To do: Recast the records from the line with "of the woodland" up to and including the line with "the hut roof." as a JSON list of strings, one string for each line. Leave out blank lines and pictures.

Collected data:
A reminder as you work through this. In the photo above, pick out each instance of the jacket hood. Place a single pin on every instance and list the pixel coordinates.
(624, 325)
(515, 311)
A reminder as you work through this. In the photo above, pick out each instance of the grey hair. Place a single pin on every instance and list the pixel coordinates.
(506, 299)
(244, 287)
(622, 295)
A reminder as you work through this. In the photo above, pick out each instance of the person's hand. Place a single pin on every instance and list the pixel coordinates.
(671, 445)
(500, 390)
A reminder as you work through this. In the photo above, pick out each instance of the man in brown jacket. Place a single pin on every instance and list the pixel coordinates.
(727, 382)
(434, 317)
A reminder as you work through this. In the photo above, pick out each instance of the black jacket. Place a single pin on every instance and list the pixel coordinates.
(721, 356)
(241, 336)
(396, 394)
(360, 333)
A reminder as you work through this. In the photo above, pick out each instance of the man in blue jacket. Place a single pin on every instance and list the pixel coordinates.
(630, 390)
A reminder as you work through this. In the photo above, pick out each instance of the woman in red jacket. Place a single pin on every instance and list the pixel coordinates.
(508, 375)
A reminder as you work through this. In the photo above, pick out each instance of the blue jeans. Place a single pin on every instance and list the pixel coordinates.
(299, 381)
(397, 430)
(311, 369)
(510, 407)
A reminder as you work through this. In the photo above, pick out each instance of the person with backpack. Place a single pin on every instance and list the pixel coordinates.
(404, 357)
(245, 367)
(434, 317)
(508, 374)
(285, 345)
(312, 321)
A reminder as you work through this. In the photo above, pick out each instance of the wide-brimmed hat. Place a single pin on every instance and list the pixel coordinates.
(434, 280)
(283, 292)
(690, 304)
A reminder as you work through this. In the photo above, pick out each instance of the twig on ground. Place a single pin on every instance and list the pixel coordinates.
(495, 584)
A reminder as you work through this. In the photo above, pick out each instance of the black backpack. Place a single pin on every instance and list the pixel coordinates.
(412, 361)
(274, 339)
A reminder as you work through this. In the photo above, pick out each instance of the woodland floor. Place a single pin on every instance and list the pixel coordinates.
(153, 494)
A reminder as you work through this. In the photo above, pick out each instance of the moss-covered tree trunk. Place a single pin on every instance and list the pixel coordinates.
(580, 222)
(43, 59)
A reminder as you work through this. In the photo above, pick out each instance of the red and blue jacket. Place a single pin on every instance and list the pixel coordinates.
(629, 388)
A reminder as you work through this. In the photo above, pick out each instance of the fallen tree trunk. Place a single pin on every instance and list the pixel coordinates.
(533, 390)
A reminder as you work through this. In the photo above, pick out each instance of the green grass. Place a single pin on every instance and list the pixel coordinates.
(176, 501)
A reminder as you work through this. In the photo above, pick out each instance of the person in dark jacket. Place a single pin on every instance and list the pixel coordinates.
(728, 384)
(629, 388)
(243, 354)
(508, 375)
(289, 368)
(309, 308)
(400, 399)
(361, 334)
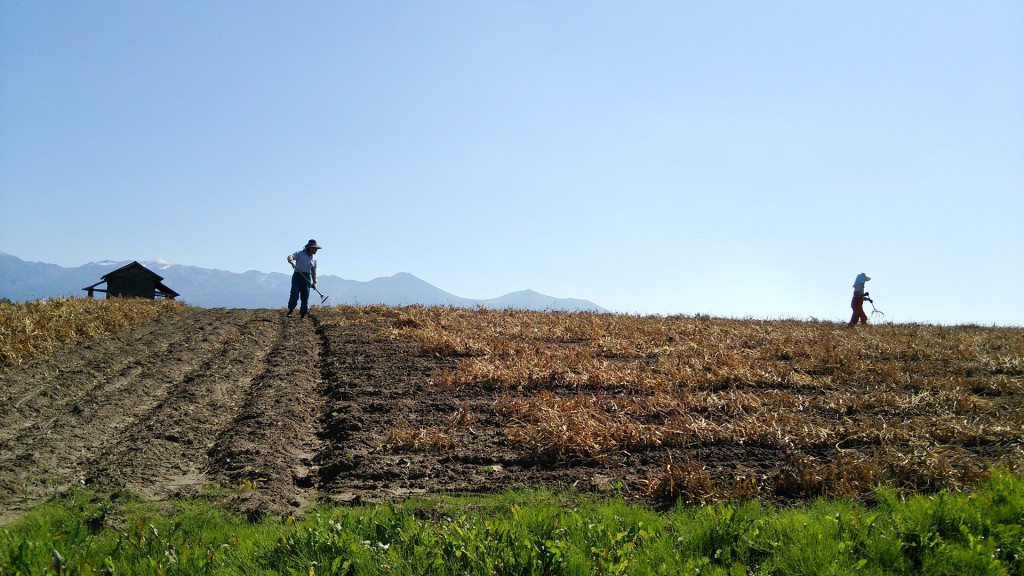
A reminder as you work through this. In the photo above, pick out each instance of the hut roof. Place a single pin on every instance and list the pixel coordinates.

==

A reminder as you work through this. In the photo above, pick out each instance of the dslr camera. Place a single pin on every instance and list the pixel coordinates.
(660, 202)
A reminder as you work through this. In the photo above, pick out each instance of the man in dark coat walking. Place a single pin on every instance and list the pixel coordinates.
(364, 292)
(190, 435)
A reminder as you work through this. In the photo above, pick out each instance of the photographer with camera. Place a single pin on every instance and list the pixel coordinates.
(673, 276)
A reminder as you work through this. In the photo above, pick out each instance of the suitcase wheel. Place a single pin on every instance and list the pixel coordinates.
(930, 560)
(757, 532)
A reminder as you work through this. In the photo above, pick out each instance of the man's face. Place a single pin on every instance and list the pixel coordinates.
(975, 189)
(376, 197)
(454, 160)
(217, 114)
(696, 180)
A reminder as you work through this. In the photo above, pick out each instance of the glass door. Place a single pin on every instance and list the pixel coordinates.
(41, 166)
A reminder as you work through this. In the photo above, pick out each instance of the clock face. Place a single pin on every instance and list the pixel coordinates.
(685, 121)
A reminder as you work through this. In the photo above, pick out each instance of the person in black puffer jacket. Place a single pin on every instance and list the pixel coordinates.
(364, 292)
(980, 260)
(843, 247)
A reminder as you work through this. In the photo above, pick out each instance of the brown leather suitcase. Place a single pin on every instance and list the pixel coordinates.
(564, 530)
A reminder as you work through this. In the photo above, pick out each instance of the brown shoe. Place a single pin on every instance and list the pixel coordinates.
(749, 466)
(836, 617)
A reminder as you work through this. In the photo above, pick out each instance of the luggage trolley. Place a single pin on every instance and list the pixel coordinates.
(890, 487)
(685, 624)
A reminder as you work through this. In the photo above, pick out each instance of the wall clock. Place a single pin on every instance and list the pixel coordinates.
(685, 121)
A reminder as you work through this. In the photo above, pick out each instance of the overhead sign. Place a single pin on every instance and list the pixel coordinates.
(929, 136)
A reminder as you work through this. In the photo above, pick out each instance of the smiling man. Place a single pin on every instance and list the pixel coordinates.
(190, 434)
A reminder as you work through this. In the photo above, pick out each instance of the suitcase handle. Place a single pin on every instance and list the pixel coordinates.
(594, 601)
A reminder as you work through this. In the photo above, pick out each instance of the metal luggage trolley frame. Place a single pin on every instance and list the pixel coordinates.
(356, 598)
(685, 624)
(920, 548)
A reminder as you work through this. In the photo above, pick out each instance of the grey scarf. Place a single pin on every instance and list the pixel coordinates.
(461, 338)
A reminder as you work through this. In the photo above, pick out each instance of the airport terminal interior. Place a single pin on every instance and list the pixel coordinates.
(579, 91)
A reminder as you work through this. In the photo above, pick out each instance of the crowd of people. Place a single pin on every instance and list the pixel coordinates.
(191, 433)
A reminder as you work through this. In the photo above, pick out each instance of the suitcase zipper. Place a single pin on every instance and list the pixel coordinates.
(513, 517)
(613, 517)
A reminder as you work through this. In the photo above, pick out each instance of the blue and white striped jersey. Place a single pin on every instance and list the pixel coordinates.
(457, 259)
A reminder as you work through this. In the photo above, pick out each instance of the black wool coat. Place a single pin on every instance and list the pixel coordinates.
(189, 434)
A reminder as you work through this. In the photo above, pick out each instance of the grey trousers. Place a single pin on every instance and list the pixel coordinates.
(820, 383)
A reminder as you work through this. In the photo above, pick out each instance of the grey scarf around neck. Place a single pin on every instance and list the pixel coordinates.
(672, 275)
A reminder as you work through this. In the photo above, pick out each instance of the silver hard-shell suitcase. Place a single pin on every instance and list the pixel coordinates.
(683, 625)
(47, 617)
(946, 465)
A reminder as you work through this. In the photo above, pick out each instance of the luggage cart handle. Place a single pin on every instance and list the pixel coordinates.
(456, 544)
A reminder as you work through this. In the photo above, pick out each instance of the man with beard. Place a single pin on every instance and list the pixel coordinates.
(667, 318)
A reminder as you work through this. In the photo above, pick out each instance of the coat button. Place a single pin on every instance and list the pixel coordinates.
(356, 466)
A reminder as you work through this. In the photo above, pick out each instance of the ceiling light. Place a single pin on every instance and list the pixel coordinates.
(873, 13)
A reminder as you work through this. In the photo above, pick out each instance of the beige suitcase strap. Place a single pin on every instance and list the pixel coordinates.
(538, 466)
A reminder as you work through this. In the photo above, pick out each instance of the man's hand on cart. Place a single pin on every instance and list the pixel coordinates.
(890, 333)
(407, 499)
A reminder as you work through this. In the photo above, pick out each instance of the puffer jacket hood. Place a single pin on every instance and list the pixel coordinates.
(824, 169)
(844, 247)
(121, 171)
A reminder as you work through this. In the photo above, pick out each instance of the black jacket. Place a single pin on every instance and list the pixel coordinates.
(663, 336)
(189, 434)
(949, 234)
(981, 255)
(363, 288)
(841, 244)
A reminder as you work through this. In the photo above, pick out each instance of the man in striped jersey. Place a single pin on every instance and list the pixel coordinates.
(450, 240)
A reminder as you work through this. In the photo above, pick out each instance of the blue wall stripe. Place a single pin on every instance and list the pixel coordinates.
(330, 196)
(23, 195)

Expected answer:
[
  "A reminder as you work through this. In the photo above, pick out each instance of the woodland floor. Place a single pin on every instance and list the pixel coordinates.",
  "(153, 494)",
  "A reminder as you work through this. In the photo above, pick out each instance of the moss-covered tree trunk. Place a single pin on every instance and list the pixel coordinates.",
  "(580, 222)",
  "(43, 59)",
  "A reminder as you work through this. In the photo above, pick out each instance of the red and blue jacket. Place a single pin on every instance and list the pixel coordinates.",
  "(629, 388)",
  "A reminder as you work through this. In the photo above, pick out each instance of the fallen tree trunk. Place a single pin on every instance and list the pixel coordinates.",
  "(533, 390)",
  "A reminder as you work through this. In the photo above, pick out each instance of the green grass. Place a single pin on every instance and list the pixel coordinates.",
  "(176, 501)",
  "A reminder as you work through this. In the photo above, pick out each instance of the person in dark jacket. Place a single pin on every instance and list the pixel coordinates.",
  "(728, 384)",
  "(629, 388)",
  "(243, 354)",
  "(508, 375)",
  "(289, 368)",
  "(309, 308)",
  "(400, 399)",
  "(361, 334)",
  "A reminder as you work through this. In the photo above, pick out each instance of the hut roof. Place a single pin on every instance and list the pixel coordinates."
]